═══ PROVIDED DATA ═══

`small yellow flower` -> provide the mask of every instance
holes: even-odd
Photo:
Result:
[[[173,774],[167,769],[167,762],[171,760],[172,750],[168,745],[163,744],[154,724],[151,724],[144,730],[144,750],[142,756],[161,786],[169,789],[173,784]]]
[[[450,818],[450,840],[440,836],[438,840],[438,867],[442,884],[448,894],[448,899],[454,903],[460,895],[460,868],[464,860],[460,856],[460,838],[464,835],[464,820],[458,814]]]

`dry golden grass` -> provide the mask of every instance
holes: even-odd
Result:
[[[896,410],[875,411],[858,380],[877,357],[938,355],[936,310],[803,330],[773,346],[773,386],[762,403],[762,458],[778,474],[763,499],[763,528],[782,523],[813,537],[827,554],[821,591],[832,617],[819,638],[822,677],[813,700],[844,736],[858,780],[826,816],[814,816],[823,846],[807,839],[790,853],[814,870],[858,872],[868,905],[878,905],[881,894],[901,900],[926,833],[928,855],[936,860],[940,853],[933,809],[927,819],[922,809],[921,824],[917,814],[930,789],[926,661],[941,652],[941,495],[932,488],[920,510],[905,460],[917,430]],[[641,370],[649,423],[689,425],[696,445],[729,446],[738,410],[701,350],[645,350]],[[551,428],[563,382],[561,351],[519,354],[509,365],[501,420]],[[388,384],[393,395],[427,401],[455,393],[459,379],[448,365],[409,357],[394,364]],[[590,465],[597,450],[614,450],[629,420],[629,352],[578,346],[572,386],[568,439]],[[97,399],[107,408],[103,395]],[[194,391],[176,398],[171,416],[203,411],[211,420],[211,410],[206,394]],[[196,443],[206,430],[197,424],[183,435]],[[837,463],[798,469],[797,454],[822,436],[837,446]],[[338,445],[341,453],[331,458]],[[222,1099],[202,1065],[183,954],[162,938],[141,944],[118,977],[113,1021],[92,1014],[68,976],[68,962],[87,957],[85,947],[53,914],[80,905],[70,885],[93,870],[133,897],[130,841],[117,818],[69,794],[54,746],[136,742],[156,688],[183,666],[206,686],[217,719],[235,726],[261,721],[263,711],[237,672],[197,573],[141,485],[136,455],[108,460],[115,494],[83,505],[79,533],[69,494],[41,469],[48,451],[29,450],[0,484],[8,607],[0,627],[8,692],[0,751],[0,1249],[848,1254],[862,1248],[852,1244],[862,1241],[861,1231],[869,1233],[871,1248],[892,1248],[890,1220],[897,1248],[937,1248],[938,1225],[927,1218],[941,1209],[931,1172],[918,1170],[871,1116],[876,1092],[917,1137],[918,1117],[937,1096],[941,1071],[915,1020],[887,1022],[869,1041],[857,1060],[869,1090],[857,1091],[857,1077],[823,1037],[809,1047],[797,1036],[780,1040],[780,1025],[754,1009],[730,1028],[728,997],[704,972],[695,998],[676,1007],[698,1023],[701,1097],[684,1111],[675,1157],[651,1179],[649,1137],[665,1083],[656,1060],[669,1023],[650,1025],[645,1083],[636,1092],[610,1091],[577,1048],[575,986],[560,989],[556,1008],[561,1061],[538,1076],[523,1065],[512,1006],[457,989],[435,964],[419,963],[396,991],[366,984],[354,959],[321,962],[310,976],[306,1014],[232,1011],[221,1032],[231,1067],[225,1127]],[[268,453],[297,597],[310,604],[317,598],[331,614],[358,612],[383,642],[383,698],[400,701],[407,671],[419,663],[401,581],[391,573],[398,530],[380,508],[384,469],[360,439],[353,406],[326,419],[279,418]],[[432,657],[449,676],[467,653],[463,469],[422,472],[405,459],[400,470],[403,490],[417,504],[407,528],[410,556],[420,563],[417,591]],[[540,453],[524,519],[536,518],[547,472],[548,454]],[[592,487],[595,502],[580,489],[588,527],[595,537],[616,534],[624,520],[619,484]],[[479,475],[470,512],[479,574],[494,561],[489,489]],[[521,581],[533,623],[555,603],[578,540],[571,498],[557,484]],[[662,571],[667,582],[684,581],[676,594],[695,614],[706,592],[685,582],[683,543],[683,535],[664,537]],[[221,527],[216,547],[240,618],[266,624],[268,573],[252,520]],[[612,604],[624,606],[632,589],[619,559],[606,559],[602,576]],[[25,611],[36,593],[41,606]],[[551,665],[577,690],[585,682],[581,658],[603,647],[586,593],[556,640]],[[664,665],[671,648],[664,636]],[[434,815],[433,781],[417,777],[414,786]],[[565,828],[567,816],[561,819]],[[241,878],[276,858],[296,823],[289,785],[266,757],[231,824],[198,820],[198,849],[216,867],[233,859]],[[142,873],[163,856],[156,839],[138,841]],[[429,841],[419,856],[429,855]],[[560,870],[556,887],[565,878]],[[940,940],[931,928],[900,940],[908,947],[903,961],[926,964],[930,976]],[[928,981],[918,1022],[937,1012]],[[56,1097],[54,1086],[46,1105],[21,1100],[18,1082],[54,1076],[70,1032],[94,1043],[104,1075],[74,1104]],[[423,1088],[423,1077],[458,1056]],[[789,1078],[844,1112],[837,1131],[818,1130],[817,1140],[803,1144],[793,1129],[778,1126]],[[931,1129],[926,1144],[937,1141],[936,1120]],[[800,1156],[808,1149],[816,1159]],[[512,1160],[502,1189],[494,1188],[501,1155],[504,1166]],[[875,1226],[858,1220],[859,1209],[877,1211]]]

═══

● WORK INSTRUCTIONS: Transcribe all of the entries without altering anything.

● ANSWER FOR THIS EXERCISE:
`small yellow flower` -> provide the mask of every instance
holes: even-odd
Photo:
Result:
[[[173,774],[167,769],[167,762],[171,760],[172,750],[168,745],[163,744],[154,724],[151,724],[144,730],[144,750],[142,756],[161,786],[169,789],[173,784]]]
[[[450,818],[450,840],[440,836],[438,840],[438,867],[442,884],[448,894],[448,899],[454,903],[460,895],[460,868],[464,860],[460,856],[460,838],[464,835],[464,820],[458,814]]]

`dry golden grass` -> provide the mask of every instance
holes: even-odd
Result:
[[[896,410],[875,411],[858,380],[877,357],[938,355],[936,310],[803,330],[773,346],[773,386],[762,403],[762,458],[778,474],[763,499],[763,528],[782,523],[813,537],[827,554],[821,591],[832,617],[819,638],[822,677],[813,700],[844,736],[858,780],[826,816],[814,816],[823,846],[807,839],[790,853],[814,870],[858,872],[868,905],[878,905],[881,894],[901,900],[926,833],[928,855],[936,860],[940,853],[933,809],[927,819],[922,809],[921,824],[917,814],[930,789],[926,661],[941,652],[941,495],[932,488],[920,510],[905,460],[917,430]],[[641,370],[649,423],[689,425],[696,445],[729,446],[738,410],[701,350],[645,350]],[[551,428],[563,382],[561,351],[519,354],[509,365],[501,420]],[[388,384],[393,395],[427,401],[455,393],[459,379],[448,365],[409,357],[394,364]],[[590,465],[597,450],[614,450],[629,420],[629,352],[578,346],[572,386],[568,439]],[[97,399],[107,408],[103,395]],[[194,391],[176,398],[171,416],[203,411],[211,420],[211,410],[206,394]],[[196,443],[206,430],[197,424],[183,435]],[[837,463],[798,469],[797,454],[822,436],[837,446]],[[338,445],[341,453],[331,458]],[[222,1099],[202,1065],[183,954],[162,938],[141,944],[118,977],[113,1021],[92,1014],[68,976],[68,962],[87,957],[85,947],[53,914],[80,905],[70,885],[93,870],[133,897],[130,841],[117,818],[69,794],[54,746],[136,742],[156,688],[183,666],[206,686],[217,719],[235,726],[261,721],[263,711],[237,672],[197,573],[141,485],[136,455],[108,460],[115,494],[83,505],[79,533],[69,494],[41,469],[48,451],[29,450],[0,484],[8,607],[0,627],[8,692],[0,751],[0,1249],[848,1254],[862,1248],[852,1244],[862,1241],[861,1231],[869,1233],[871,1248],[892,1248],[890,1220],[897,1248],[937,1248],[938,1225],[927,1218],[941,1209],[931,1172],[918,1170],[871,1116],[876,1092],[917,1137],[918,1117],[937,1096],[941,1071],[915,1020],[887,1022],[869,1041],[857,1060],[869,1090],[857,1091],[857,1077],[823,1037],[809,1047],[797,1036],[780,1040],[780,1025],[754,1009],[730,1028],[728,997],[704,972],[695,998],[676,1007],[698,1023],[701,1097],[684,1111],[675,1157],[651,1179],[649,1137],[665,1083],[656,1060],[669,1023],[650,1025],[645,1083],[636,1092],[610,1091],[577,1048],[575,986],[560,989],[556,1008],[561,1061],[538,1076],[523,1065],[512,1006],[457,989],[435,964],[419,963],[396,991],[366,984],[354,959],[321,962],[310,976],[306,1014],[232,1011],[221,1032],[231,1067],[225,1127]],[[268,453],[297,597],[310,604],[317,598],[331,614],[358,612],[383,642],[383,698],[400,701],[407,671],[419,663],[401,581],[391,573],[398,530],[380,508],[384,469],[360,439],[353,406],[326,419],[279,418]],[[432,657],[449,676],[467,653],[463,469],[422,472],[405,459],[400,470],[403,490],[417,504],[407,528],[410,556],[420,563],[417,591]],[[540,453],[524,519],[536,518],[547,472],[548,454]],[[592,487],[595,502],[580,489],[588,527],[595,537],[616,534],[624,520],[619,484]],[[479,475],[470,512],[479,574],[494,561],[489,489]],[[521,581],[533,623],[555,603],[578,540],[571,498],[557,484]],[[662,571],[667,582],[684,581],[676,594],[695,614],[706,592],[685,582],[683,543],[683,535],[664,537]],[[221,527],[216,547],[240,618],[266,624],[268,573],[252,520]],[[612,604],[624,606],[632,589],[619,559],[606,559],[602,576]],[[25,611],[36,593],[41,606]],[[551,665],[577,690],[585,682],[581,658],[603,647],[586,593],[556,640]],[[664,665],[671,648],[664,636]],[[434,815],[433,781],[417,777],[414,786]],[[565,828],[567,816],[561,819]],[[241,878],[276,858],[296,823],[289,785],[266,757],[231,824],[198,820],[198,849],[216,867],[233,859]],[[142,873],[163,856],[156,839],[138,841]],[[429,841],[419,856],[429,855]],[[560,870],[556,887],[565,878]],[[940,940],[931,928],[900,940],[908,947],[903,961],[926,964],[930,976]],[[928,981],[918,1022],[937,1012]],[[56,1097],[54,1086],[46,1105],[21,1100],[18,1082],[54,1076],[70,1032],[94,1043],[104,1075],[74,1104]],[[423,1088],[423,1077],[458,1056]],[[789,1078],[844,1112],[837,1131],[818,1130],[817,1140],[803,1144],[793,1129],[778,1126]],[[931,1129],[926,1144],[937,1141],[936,1120]],[[800,1156],[808,1149],[816,1159]],[[512,1160],[502,1189],[494,1188],[501,1155],[504,1166]],[[875,1226],[858,1220],[859,1209],[877,1211]]]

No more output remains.